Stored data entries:
************
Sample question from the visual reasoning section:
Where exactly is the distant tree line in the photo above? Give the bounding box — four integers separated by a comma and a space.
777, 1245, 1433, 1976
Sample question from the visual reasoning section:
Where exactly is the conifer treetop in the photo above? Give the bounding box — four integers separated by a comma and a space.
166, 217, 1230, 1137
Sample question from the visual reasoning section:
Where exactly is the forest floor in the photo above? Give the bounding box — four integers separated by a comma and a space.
************
- Assignment: Would you repeat each of the records above exactly?

- Task answer:
Sample question from the visual reasoning section:
Where exactly is the distant tree line in the photo above? Give the bounding box — four integers separated by a comma and a space.
777, 1245, 1433, 1976
Sample question from the visual reasoning section:
Where exactly is the conifer treetop in the photo above? Give the bounding box — four integers separated by a comma and a space.
166, 217, 1230, 1137
Sample question from the visual reasoning section:
Where exactly is the forest floor in the photo above? Give the bounding box — four integers separated by a comma and a space.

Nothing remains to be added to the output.